## EXERCISE REQUIREMENTS
For this exercise, the reply is the listing below, reproduced exactly.

## PROVIDED ENTRIES
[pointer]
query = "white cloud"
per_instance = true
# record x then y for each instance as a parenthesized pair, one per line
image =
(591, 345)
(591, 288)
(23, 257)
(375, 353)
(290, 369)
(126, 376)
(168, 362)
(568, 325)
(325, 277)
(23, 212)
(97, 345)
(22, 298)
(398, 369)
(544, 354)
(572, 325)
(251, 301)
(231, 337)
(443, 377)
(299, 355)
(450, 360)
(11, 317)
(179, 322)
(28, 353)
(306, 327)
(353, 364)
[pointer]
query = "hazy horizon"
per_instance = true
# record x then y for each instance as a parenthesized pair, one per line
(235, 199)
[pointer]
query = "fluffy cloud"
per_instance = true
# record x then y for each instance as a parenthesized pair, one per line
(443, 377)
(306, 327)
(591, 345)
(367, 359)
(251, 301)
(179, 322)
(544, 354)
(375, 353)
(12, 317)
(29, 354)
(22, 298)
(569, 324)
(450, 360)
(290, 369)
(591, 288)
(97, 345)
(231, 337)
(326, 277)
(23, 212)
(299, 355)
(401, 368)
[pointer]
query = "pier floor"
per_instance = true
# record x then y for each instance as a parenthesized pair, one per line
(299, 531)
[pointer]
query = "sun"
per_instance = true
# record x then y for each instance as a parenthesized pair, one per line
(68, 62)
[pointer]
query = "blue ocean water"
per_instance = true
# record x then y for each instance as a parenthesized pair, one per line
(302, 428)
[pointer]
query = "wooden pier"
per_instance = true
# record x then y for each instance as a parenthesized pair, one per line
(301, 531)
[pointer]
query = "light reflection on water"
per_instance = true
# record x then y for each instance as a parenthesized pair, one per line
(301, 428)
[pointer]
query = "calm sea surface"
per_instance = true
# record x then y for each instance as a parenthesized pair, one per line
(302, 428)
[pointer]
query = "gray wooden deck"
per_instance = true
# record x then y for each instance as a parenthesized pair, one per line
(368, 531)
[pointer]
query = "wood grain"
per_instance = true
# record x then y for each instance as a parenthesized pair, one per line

## EXPECTED ANSWER
[pointer]
query = "white cloud"
per_instance = true
# record x then y for each instance as a parenthesized pair, one per line
image =
(591, 345)
(591, 288)
(23, 257)
(375, 353)
(290, 369)
(126, 376)
(168, 362)
(568, 325)
(325, 277)
(23, 212)
(97, 345)
(22, 298)
(398, 369)
(544, 354)
(572, 325)
(251, 301)
(231, 337)
(443, 377)
(299, 355)
(450, 360)
(11, 317)
(179, 322)
(28, 353)
(306, 327)
(353, 364)
[pointer]
query = "hazy horizon"
per_instance = true
# record x then y for each instance as a parenthesized pair, one per line
(235, 199)
[pointer]
query = "fluffy cloud"
per_instance = true
# record x then y for each instance as a parenthesized pair, one per line
(443, 377)
(306, 327)
(591, 345)
(367, 359)
(251, 301)
(179, 322)
(544, 354)
(375, 353)
(12, 317)
(29, 354)
(22, 298)
(569, 324)
(450, 360)
(290, 369)
(591, 288)
(97, 345)
(231, 337)
(326, 277)
(23, 212)
(299, 355)
(401, 368)
[pointer]
query = "pier floor"
per_instance = true
# record x then y for each instance as a parenthesized pair, one per line
(299, 531)
[pointer]
query = "sun"
per_instance = true
# record x then y for each instance as a parenthesized pair, one per line
(68, 62)
[pointer]
query = "blue ocean water"
per_instance = true
# record x then y for each instance as a parenthesized pair, one per line
(302, 428)
[pointer]
query = "wooden pier"
per_instance = true
# record x then y for each instance as a parenthesized pair, one per line
(301, 531)
[pointer]
query = "light reflection on water"
per_instance = true
# record x then y for each instance as a parenthesized pair, one per line
(301, 428)
[pointer]
query = "calm sea surface"
per_instance = true
# record x then y for each instance as a parenthesized pair, one per line
(302, 428)
[pointer]
query = "gray wooden deck"
per_instance = true
# record x then y for each instance as a parenthesized pair, one per line
(368, 531)
[pointer]
query = "wood grain"
per_instance = true
# record x then y for each instance as a parenthesized pair, one per line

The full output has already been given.